## Given information:
◇ ◇ ◇

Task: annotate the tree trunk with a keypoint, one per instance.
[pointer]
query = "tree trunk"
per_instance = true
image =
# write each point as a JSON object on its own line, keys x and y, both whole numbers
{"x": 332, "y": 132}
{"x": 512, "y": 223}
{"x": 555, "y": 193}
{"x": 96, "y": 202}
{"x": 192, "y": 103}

◇ ◇ ◇

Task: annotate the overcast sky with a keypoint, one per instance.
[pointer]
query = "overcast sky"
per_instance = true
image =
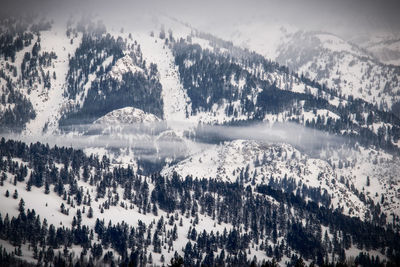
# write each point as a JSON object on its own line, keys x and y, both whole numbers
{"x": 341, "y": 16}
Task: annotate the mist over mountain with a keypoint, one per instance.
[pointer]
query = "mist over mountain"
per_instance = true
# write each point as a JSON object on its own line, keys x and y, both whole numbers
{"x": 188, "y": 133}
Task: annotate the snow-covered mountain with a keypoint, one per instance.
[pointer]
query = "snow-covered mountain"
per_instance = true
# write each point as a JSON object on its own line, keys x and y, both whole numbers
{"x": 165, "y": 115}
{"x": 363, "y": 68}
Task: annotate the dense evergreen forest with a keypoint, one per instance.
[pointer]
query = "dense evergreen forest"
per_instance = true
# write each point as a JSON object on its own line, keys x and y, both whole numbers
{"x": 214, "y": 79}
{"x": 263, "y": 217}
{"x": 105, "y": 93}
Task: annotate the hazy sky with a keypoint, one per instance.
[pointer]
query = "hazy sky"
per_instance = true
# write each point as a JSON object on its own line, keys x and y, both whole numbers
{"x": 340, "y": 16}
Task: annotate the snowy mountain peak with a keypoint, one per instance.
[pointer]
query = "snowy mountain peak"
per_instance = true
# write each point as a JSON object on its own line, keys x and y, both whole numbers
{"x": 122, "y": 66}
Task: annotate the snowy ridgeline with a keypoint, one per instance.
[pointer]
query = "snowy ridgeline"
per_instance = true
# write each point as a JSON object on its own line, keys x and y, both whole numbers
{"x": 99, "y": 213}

◇ ◇ ◇

## Task brief:
Across the material above, count each line with the string "evergreen" and state the number alone.

## Task answer:
2